What is expected:
Your response should consist of the entries below, reproduced exactly and without their images.

*** Supplied material Section Begins ***

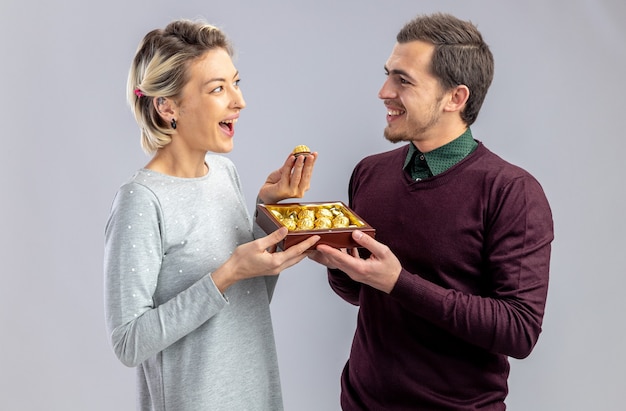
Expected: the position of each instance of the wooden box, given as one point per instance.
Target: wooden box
(271, 217)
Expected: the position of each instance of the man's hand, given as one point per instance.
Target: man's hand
(381, 270)
(292, 180)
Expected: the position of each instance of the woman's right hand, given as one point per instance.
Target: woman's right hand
(257, 258)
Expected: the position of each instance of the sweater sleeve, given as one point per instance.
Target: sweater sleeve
(507, 318)
(139, 328)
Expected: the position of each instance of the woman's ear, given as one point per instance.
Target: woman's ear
(458, 98)
(165, 108)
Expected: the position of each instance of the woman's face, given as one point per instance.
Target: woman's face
(209, 105)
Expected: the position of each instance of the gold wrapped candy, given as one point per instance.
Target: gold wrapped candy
(301, 150)
(318, 217)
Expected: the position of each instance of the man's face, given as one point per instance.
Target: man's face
(412, 95)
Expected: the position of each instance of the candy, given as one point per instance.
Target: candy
(301, 150)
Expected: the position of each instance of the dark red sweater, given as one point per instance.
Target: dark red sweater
(474, 243)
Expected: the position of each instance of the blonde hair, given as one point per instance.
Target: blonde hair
(159, 69)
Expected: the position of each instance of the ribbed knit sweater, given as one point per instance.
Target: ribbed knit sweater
(474, 243)
(194, 348)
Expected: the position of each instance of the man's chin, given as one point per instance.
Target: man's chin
(395, 137)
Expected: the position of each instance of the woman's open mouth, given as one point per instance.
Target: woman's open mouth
(228, 125)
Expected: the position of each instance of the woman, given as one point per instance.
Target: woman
(187, 286)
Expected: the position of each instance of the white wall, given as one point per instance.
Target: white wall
(310, 75)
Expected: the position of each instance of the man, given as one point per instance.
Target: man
(457, 277)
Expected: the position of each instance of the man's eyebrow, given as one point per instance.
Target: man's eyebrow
(398, 72)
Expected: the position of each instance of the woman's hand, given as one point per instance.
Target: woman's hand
(257, 258)
(292, 180)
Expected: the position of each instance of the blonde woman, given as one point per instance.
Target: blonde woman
(187, 284)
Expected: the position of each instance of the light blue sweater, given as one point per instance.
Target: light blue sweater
(194, 348)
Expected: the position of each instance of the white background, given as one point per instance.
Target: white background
(310, 74)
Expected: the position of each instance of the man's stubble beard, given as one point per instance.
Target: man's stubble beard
(419, 130)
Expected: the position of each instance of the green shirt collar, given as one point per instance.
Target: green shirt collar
(444, 157)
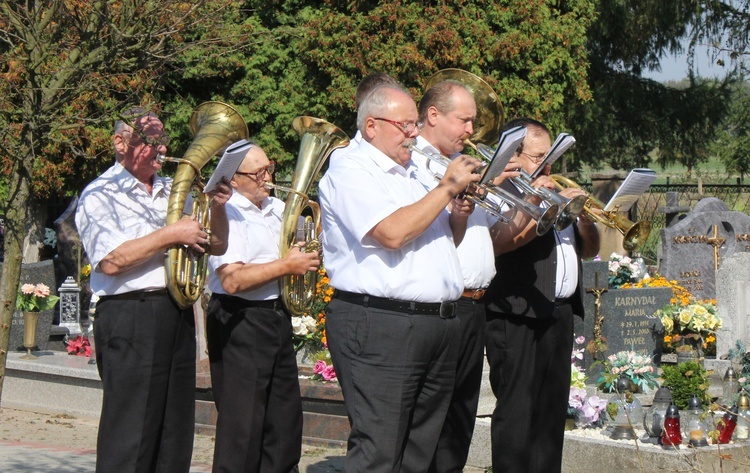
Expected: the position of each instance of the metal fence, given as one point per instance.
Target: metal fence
(653, 204)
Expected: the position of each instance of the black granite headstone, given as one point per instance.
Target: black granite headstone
(34, 273)
(693, 247)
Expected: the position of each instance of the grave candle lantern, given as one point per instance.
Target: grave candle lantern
(654, 415)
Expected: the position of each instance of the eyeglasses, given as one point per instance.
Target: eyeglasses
(258, 175)
(534, 159)
(406, 127)
(161, 140)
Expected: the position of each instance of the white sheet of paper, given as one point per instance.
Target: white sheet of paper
(561, 145)
(229, 163)
(631, 189)
(506, 148)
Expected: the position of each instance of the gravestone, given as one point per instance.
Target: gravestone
(34, 273)
(733, 302)
(627, 321)
(694, 247)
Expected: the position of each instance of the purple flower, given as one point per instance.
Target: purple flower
(319, 367)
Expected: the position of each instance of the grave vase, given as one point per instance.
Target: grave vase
(690, 349)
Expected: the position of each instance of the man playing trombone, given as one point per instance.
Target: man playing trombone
(389, 246)
(530, 307)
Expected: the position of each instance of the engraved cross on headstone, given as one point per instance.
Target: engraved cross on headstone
(716, 241)
(598, 317)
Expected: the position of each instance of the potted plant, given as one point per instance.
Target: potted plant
(637, 367)
(685, 379)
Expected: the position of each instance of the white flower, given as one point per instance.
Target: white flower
(298, 327)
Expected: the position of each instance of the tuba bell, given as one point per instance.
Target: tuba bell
(215, 126)
(318, 139)
(634, 234)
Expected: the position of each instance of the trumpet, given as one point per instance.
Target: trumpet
(568, 209)
(478, 194)
(634, 234)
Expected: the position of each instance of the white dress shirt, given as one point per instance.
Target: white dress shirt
(254, 237)
(361, 189)
(475, 252)
(566, 279)
(353, 144)
(116, 208)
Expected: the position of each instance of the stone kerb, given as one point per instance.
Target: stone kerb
(733, 302)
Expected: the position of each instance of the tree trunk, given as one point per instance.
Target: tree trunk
(15, 231)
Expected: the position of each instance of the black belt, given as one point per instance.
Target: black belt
(136, 296)
(273, 304)
(446, 310)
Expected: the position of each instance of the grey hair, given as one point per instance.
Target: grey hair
(376, 103)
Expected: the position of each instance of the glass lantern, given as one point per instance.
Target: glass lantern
(671, 437)
(625, 411)
(742, 431)
(653, 418)
(695, 427)
(729, 387)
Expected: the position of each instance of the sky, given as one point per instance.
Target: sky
(675, 68)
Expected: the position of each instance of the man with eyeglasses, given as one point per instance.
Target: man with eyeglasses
(145, 349)
(389, 243)
(448, 111)
(253, 364)
(530, 307)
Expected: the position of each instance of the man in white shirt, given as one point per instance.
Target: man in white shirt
(530, 308)
(145, 343)
(253, 364)
(448, 112)
(389, 244)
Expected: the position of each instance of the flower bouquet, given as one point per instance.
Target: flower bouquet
(690, 327)
(35, 298)
(583, 408)
(309, 329)
(635, 366)
(78, 346)
(623, 269)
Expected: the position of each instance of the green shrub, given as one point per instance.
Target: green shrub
(686, 379)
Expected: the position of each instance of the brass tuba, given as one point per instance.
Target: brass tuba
(634, 234)
(318, 139)
(215, 126)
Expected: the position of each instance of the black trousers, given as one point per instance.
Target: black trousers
(396, 373)
(455, 438)
(256, 388)
(145, 353)
(530, 375)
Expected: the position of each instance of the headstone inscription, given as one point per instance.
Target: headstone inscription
(626, 319)
(695, 247)
(34, 273)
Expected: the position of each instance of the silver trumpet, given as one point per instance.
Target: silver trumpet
(568, 209)
(479, 193)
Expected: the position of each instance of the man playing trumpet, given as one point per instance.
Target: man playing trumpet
(389, 245)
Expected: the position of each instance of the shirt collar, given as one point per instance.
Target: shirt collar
(385, 163)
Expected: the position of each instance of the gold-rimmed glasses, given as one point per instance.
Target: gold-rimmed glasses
(406, 127)
(260, 174)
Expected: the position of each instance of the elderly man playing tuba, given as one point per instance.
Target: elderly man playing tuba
(389, 243)
(145, 348)
(253, 364)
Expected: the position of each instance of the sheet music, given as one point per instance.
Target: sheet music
(631, 189)
(229, 163)
(561, 145)
(506, 148)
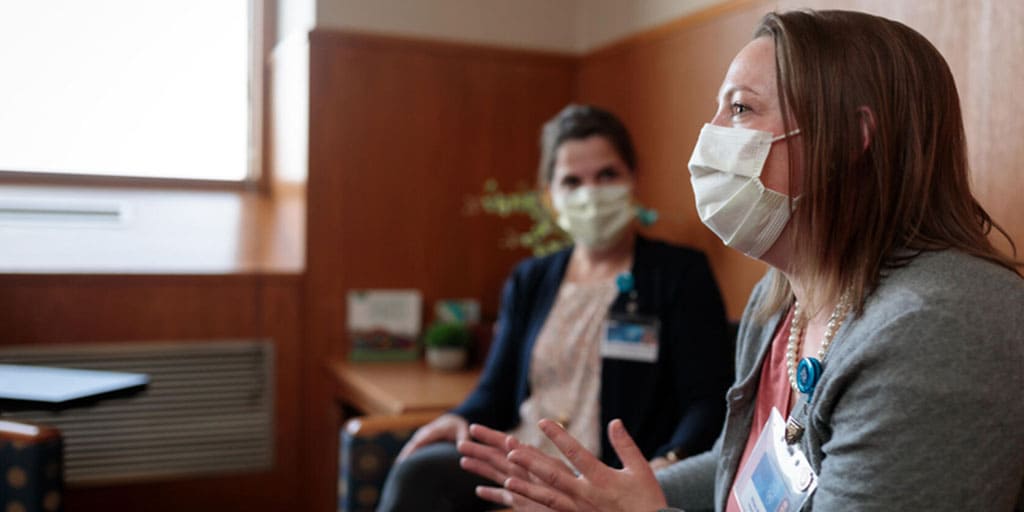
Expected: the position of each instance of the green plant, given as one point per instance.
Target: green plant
(543, 237)
(448, 334)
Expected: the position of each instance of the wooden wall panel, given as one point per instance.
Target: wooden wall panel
(402, 133)
(664, 84)
(80, 308)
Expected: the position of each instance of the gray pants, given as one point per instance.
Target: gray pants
(430, 479)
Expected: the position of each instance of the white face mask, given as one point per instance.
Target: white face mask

*** Supplied material Section Ends ***

Written response:
Expected: the position of each instance of the wooden box, given as one point per instance.
Target: wooden box
(271, 217)
Expected: the position of each instance of the man's hand, given as one point per instance.
Target: man's hand
(381, 270)
(292, 180)
Expected: the position of each instance of the woman's right hand, given as one point per instance.
Target: woman's right hand
(257, 258)
Expected: the position of each instance of the sweater sleeve, given as one point per instance.
Target: sweater sleeve
(507, 318)
(139, 328)
Expected: the position of each instance of the woman's ear, given as one point per instance.
Target: woman's ear
(458, 98)
(165, 108)
Expected: the position of each instance of the woman's face, given as one point per instance.
Target: woman's face
(209, 105)
Expected: the position of each instance of the gold wrapped candy, given as one point per instance.
Target: gold wrapped candy
(301, 150)
(318, 217)
Expected: the position of each instance of the man's face, given as one point per instance.
Target: man's face
(412, 95)
Expected: the position of each instance of the candy, given as one point per instance.
Target: candy
(301, 150)
Expected: the position of each instance of the dark red sweater, given as one point per instance.
Target: dark red sweater
(474, 243)
Expected: the position of each instance of the blonde hair, given as one point per instance.
Target: blonde hair
(159, 69)
Expected: the position of each instance of the ribbed knit sweater, given as one point per instance.
Target: ribbed knit sweater
(474, 243)
(194, 348)
Expected: the position of each instance of the man's chin, given as one point per instance.
Target: man's chin
(395, 137)
Expected: the position of each instance of the woman's open mouth, given as one point per instance.
Target: woman's open mouth
(228, 125)
Expected: the position of each instance of the woman, given as one point per instance.
Target: woman
(187, 286)
Expected: the position of each instance of the white wall, given as one point per instance.
Target: white wall
(310, 75)
Expected: the position of each instance of the man, given as one point per instance.
Target: man
(457, 277)
Expected: the position of each instance of the man's eyebrow, given as one point per instance.
Target: man's eyebrow
(398, 72)
Expected: the position of each instance of the woman's hand, given as one point per instance.
Target: woman's hand
(257, 258)
(292, 180)
Expected: the position of each instance of the blonde woman, given as one point per instance.
Target: blonde woman
(187, 284)
Expected: the position of each instance of the light blue sweater, given as one point per instance.
Target: light blue sweater
(194, 348)
Expected: the position of each instance of the white background, given as one point per instance.
Target: white background
(310, 74)
Expected: the position of each instance of the man's stubble beard, given as one point per instance.
Target: man's stubble beard
(419, 130)
Expected: the position of each instance of the green shirt collar, given as one point per instance.
Target: green shirt collar
(444, 157)
Expected: the position of each instance of the metal fence, given as one point per instance.
Target: metal fence
(653, 204)
Expected: the position of each instance of the black granite headstone, given as one point per instance.
Target: black granite headstone
(34, 273)
(693, 247)
Expected: the position of each instance of the grave candle lantern, given as one point per instance.
Target: grave candle lantern
(654, 415)
Expected: the position of each instance of the eyeglasses, given as one point per instance.
Target: eyeglasses
(258, 175)
(534, 159)
(406, 127)
(161, 140)
Expected: the position of each instance of the white sheet of paper, given as one point per instance.
Target: white sheet of paper
(561, 145)
(229, 163)
(631, 189)
(506, 148)
Expected: the position of each instance of the gravestone, given as one point per instance.
Target: gravestone
(34, 273)
(733, 302)
(627, 321)
(694, 247)
Expected: the position of each instance of the purple flower, given as one point per instance.
Target: purple flower
(319, 367)
Expected: the position of each instance of the grave vase, given as one point per instance.
Target: grave vase
(690, 349)
Expected: the position of each instance of the man playing trombone, given as one point per instance.
Target: man playing trombone
(389, 246)
(530, 307)
Expected: the position of each instance of the engraved cross on headstone, given as one point per instance.
Target: engraved cross on headstone
(716, 241)
(598, 317)
Expected: the position of each instance of the potted plant, given as one point per instance.
Target: potted plant
(637, 367)
(685, 379)
Expected: the position of each instance of the white flower, given as one point per instance.
Target: white flower
(298, 327)
Expected: the position of each instance of the tuba bell, given as one point per instance.
Target: tuba bell
(215, 126)
(318, 139)
(634, 234)
Expected: the position of each instance of the trumpet, given as one point per instance.
Target: trumpet
(568, 209)
(478, 194)
(634, 234)
Expected: the position of each instance of the white dress shirt, given as one point per instance.
Target: white dress shirt
(254, 237)
(361, 189)
(475, 252)
(566, 279)
(353, 144)
(116, 208)
Expected: the position of each instance of the stone kerb, given as one point per instance.
Target: stone kerb
(733, 302)
Expected: the position of each instance of the tree trunk, given as one point per instance.
Target: tree trunk
(15, 231)
Expected: the position of each instance of the black belt, given as one point per instance.
Target: black belt
(136, 296)
(273, 304)
(446, 310)
Expected: the position of each instance of the grey hair, given as one point per instance.
Target: grey hair
(376, 103)
Expected: the position of each instance of the glass lantern, given as one point per instance.
Target: glass lantern
(671, 437)
(625, 411)
(742, 431)
(653, 418)
(695, 427)
(729, 387)
Expected: the position of each instance of the sky, given as one point per instance.
Target: sky
(675, 68)
Expected: the position of each instance of the man with eyeglasses, given as one point per instance.
Target: man with eyeglasses
(145, 349)
(389, 243)
(448, 111)
(253, 364)
(530, 307)
Expected: the position of each instance of the man in white shirt, given as one point per instance.
Target: man in white shirt
(530, 308)
(145, 343)
(253, 364)
(448, 112)
(389, 244)
Expected: the position of each instance of the flower bouquet, given as one point per instance.
Target: flower bouquet
(690, 327)
(35, 298)
(583, 408)
(309, 329)
(635, 366)
(78, 346)
(623, 269)
Expected: the position of each instance of the green shrub, given as one point per instance.
Target: green shrub
(686, 379)
Expected: the position of each instance of the brass tuba, given as one point per instance.
Target: brass tuba
(634, 234)
(318, 139)
(215, 126)
Expected: the position of each instance of the black trousers, given as one point per instance.
Target: black trousers
(396, 373)
(455, 438)
(256, 388)
(145, 353)
(530, 375)
Expected: the position of each instance of the headstone inscription, given as one point per instance.
Target: headstone inscription
(626, 319)
(695, 247)
(34, 273)
Expected: the position of each instance of the silver trumpet, given as one point per instance.
Target: silver trumpet
(568, 209)
(479, 193)
Expected: the position of each instance of the man playing trumpet, given as one point per instance.
Target: man playing trumpet
(389, 245)
Expected: the position of each instance of the shirt collar, given as one point per instance.
Target: shirt collar
(385, 163)
Expected: the position of each instance of the gold-rimmed glasses, given as one point per instance.
Target: gold-rimmed glasses
(406, 127)
(260, 174)
Expected: the position of each instance of the elderly man playing tuba, given as one point per instance.
Target: elderly man playing tuba
(389, 243)
(145, 348)
(253, 364)
Expected: the position of each instance of the sheet music, given as one point per instance.
Target: sheet music
(631, 189)
(229, 163)
(561, 145)
(506, 148)
Expected: the position of each instance of the green plant, given as one point per instance.
Target: green plant
(543, 237)
(448, 334)
Expected: the position of each instance of the wooden wall panel, given as one point per instance.
Target: wooden wall panel
(402, 133)
(664, 84)
(80, 308)
Expected: the position of each instance of the gray pants, given as one point per instance.
Target: gray pants
(430, 479)
Expected: the position of each instance of the white face mask, given as one point per instance.
Target: white face mask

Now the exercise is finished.